- **Work instructions**: Please repeat the items from their start through the line containing "box: [3, 214, 90, 266]", swapping "rough mask" for "coarse mask" and changing nothing else. Leave the pictures out.

- **The data**:
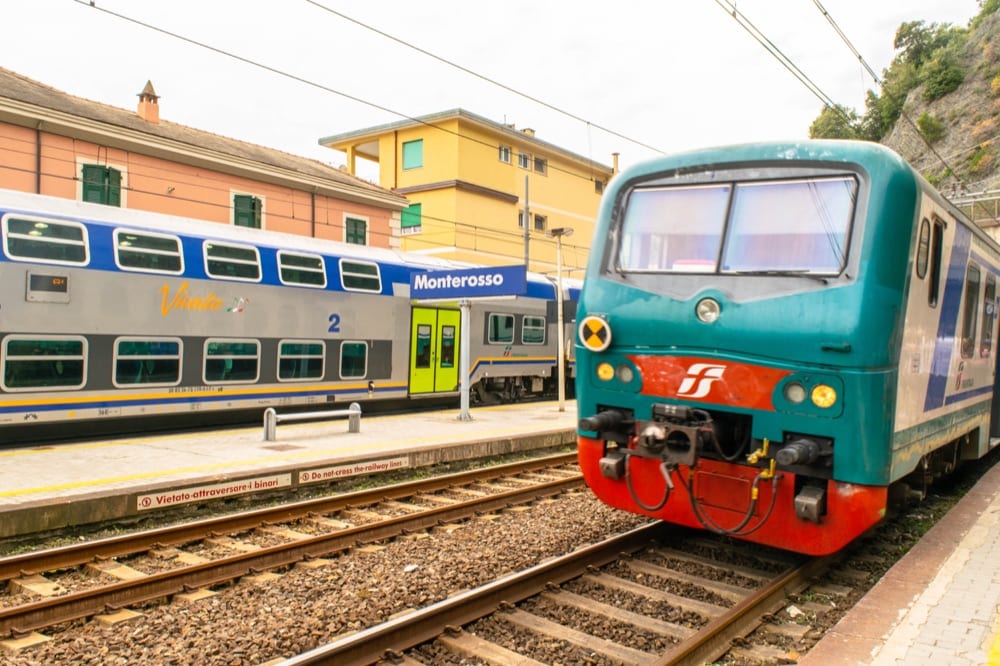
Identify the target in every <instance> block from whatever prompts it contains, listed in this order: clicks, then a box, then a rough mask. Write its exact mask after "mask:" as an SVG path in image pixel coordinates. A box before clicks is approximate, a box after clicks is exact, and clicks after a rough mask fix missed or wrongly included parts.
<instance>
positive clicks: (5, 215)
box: [3, 214, 90, 266]
mask: <svg viewBox="0 0 1000 666" xmlns="http://www.w3.org/2000/svg"><path fill="white" fill-rule="evenodd" d="M3 249H4V252H5V253H6V255H7V256H8V257H10V258H11V259H25V260H28V261H40V262H44V263H47V264H68V265H74V266H83V265H86V264H87V262H88V261H90V252H89V248H88V244H87V230H86V229H85V228H84V226H83V225H82V224H78V223H76V222H66V221H58V222H57V221H55V220H46V219H43V218H37V217H27V216H20V215H17V216H15V215H11V214H7V215H4V217H3Z"/></svg>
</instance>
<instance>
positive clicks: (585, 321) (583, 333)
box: [577, 315, 613, 374]
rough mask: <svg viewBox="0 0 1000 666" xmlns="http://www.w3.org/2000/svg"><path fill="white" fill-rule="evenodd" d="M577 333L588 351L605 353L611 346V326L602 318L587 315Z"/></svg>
mask: <svg viewBox="0 0 1000 666" xmlns="http://www.w3.org/2000/svg"><path fill="white" fill-rule="evenodd" d="M577 332H578V334H579V336H580V344H582V345H583V346H584V347H586V349H587V350H588V351H592V352H600V351H604V350H605V349H607V348H608V346H609V345H610V344H611V326H610V325H608V322H606V321H604V319H602V318H601V317H595V316H594V315H587V316H586V317H584V318H583V321H581V322H580V327H579V328H578V329H577ZM612 374H613V373H612Z"/></svg>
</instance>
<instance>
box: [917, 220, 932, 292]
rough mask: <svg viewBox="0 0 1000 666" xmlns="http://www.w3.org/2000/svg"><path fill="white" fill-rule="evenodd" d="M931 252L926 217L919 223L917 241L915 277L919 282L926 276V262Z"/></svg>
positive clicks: (929, 222)
mask: <svg viewBox="0 0 1000 666" xmlns="http://www.w3.org/2000/svg"><path fill="white" fill-rule="evenodd" d="M930 252H931V223H930V220H928V219H927V218H926V217H925V218H924V219H923V220H921V221H920V237H919V238H918V240H917V261H916V269H917V277H918V278H920V279H921V280H923V279H924V277H926V275H927V261H928V259H929V257H930Z"/></svg>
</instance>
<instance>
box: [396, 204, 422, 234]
mask: <svg viewBox="0 0 1000 666" xmlns="http://www.w3.org/2000/svg"><path fill="white" fill-rule="evenodd" d="M421 216H422V212H421V204H411V205H410V206H408V207H406V208H404V209H403V213H402V215H401V216H400V226H401V227H402V229H403V233H404V234H406V233H411V234H412V233H416V232H418V231H420V225H421Z"/></svg>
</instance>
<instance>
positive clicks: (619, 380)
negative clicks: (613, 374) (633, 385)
mask: <svg viewBox="0 0 1000 666" xmlns="http://www.w3.org/2000/svg"><path fill="white" fill-rule="evenodd" d="M615 376H616V377H618V381H620V382H621V383H622V384H631V383H632V380H633V379H635V372H634V371H633V370H632V368H631V366H628V365H625V364H624V363H623V364H622V365H619V366H618V367H617V368H615Z"/></svg>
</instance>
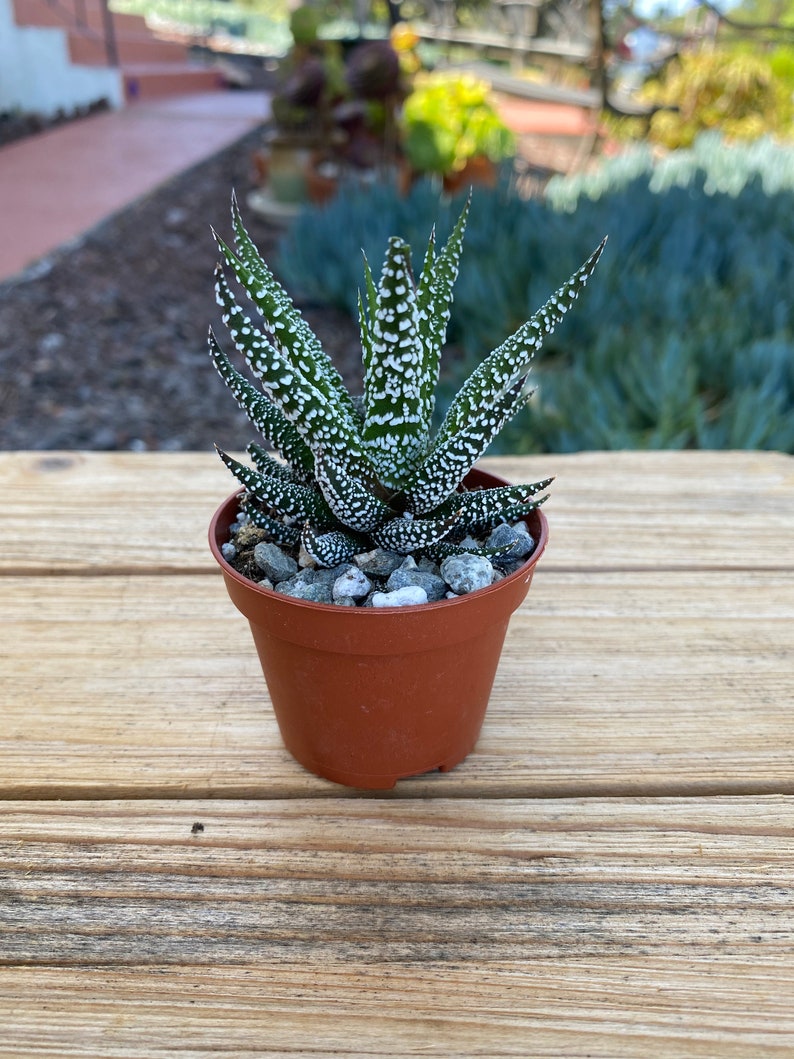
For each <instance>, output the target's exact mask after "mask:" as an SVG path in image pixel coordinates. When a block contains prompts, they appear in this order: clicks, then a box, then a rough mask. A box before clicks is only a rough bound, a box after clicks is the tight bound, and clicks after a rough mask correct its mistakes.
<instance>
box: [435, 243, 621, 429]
mask: <svg viewBox="0 0 794 1059" xmlns="http://www.w3.org/2000/svg"><path fill="white" fill-rule="evenodd" d="M606 243H607V240H606V239H604V240H603V241H602V243H601V244H600V246H599V247H598V248H597V249H596V250H595V252H594V253H593V254H591V256H590V257H589V258H588V259H587V262H584V264H583V265H582V266H581V268H579V269H577V271H576V272H575V273H574V274H573V275H572V276H571V279H570V280H569V281H567V283H565V284H563V285H562V287H560V289H559V290H558V291H557V292H556V293H555V294H553V295H552V297H551V298H549V299H548V301H547V302H546V303H545V305H544V306H543V307H542V308H540V309H539V310H538V311H537V312H536V313H535V316H534V317H531V319H530V320H527V322H526V323H525V324H523V325H522V326H521V327H519V329H518V330H517V331H516V333H515V334H513V335H511V336H510V338H508V339H507V340H506V341H505V342H503V343H502V345H500V346H499V347H498V348H497V349H494V352H493V353H492V354H491V355H490V356H489V357H487V358H486V360H484V361H483V363H482V364H480V366H479V367H476V369H475V370H474V372H472V374H471V375H470V376H469V378H468V379H467V381H466V382H465V383H464V385H463V387H462V388H461V390H459V391H458V393H457V395H456V397H455V398H454V399H453V401H452V403H451V405H450V408H449V411H448V412H447V415H446V417H445V420H444V423H443V424H441V427H440V430H439V431H438V434H437V435H436V438H435V442H434V445H437V444H440V443H443V442H445V441H446V439H448V438H449V437H451V436H452V435H453V434H457V433H458V432H463V431H465V430H466V429H467V428H468V427H469V425H470V424H471V423H474V421H476V419H477V418H480V417H481V416H482V415H483V414H485V413H487V412H488V410H489V409H491V408H493V407H494V406H495V405H497V403H498V402H500V401H501V399H502V398H503V396H504V394H505V393H506V392H508V391H509V390H511V389H512V388H513V387H516V385H517V384H518V383H519V382H521V381H522V380H525V377H526V374H527V372H528V371H529V367H530V364H531V360H533V357H534V356H535V354H536V353H537V351H538V349H539V348H540V346H541V344H542V342H543V339H544V338H545V337H546V336H547V335H551V334H552V333H553V331H554V329H555V327H556V326H557V324H558V323H559V322H560V321H561V320H562V318H563V317H564V315H565V312H567V310H569V309H570V308H571V306H572V305H573V303H574V302H575V301H576V299H577V298H578V297H579V293H580V292H581V290H582V289H583V288H584V286H585V284H587V282H588V280H589V279H590V276H591V275H592V274H593V271H594V269H595V267H596V265H597V264H598V258H599V257H600V256H601V253H602V251H603V247H604V245H606Z"/></svg>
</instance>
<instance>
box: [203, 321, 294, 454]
mask: <svg viewBox="0 0 794 1059" xmlns="http://www.w3.org/2000/svg"><path fill="white" fill-rule="evenodd" d="M210 355H211V357H212V358H213V363H214V364H215V367H216V370H217V372H218V375H220V377H221V379H223V381H224V382H225V384H227V385H228V387H229V389H230V391H231V392H232V394H233V396H234V398H235V399H236V401H237V403H238V405H239V407H240V408H241V409H242V411H243V412H245V413H246V415H247V416H248V417H249V419H250V420H251V423H252V424H253V425H254V427H256V429H257V430H258V431H259V433H260V434H261V435H263V437H265V438H266V439H267V441H268V442H270V444H271V445H272V446H273V447H274V448H275V449H276V451H277V452H279V453H281V455H282V456H283V457H284V459H285V460H286V461H287V463H289V464H290V466H291V467H293V468H295V470H296V471H297V472H299V473H302V474H304V475H306V474H311V473H312V471H313V468H314V457H313V456H312V454H311V449H310V448H309V447H308V445H306V443H305V442H304V441H303V438H302V437H301V435H300V434H299V433H297V431H296V430H295V428H294V427H293V426H292V424H291V423H289V421H288V420H287V419H286V418H285V417H284V415H283V414H282V413H281V412H279V411H278V409H277V408H276V407H275V405H274V403H273V402H272V401H271V400H269V399H268V398H267V397H266V396H265V394H263V393H260V392H259V391H258V390H257V389H256V388H255V387H254V385H253V384H252V383H251V382H249V380H248V379H247V378H246V376H245V375H241V374H240V373H239V372H238V371H237V370H236V369H235V367H234V366H233V365H232V362H231V361H230V360H229V358H228V357H227V355H225V354H224V353H223V351H222V349H221V347H220V345H219V344H218V342H217V340H216V338H215V335H214V334H213V333H212V330H211V331H210Z"/></svg>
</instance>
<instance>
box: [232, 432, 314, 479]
mask: <svg viewBox="0 0 794 1059" xmlns="http://www.w3.org/2000/svg"><path fill="white" fill-rule="evenodd" d="M246 452H248V454H249V455H250V456H251V459H252V460H253V462H254V467H256V469H257V470H258V471H259V473H261V474H267V475H269V477H270V478H281V479H283V480H284V481H285V482H293V483H295V484H296V485H304V484H305V482H306V479H305V475H303V474H299V473H296V472H295V471H294V470H293V468H292V467H290V466H289V464H286V463H281V461H278V460H276V459H275V457H274V456H273V455H272V454H271V453H270V452H268V450H267V449H265V448H263V446H261V445H257V444H256V443H255V442H251V443H250V444H249V445H247V446H246Z"/></svg>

- **Task response**:
Identify the target in every <instance> block from whatever prompts it contains, listed in this order: clicks, then a box, then a coarse mask. Write its exact mask after "mask:" as an SVG path in image pixel coordinates. A box before clicks is approximate, a box after clicks is exact, and clicks after a coarse mask fix missed or wrongly included parts.
<instance>
positive clicks: (5, 215)
box: [3, 214, 90, 266]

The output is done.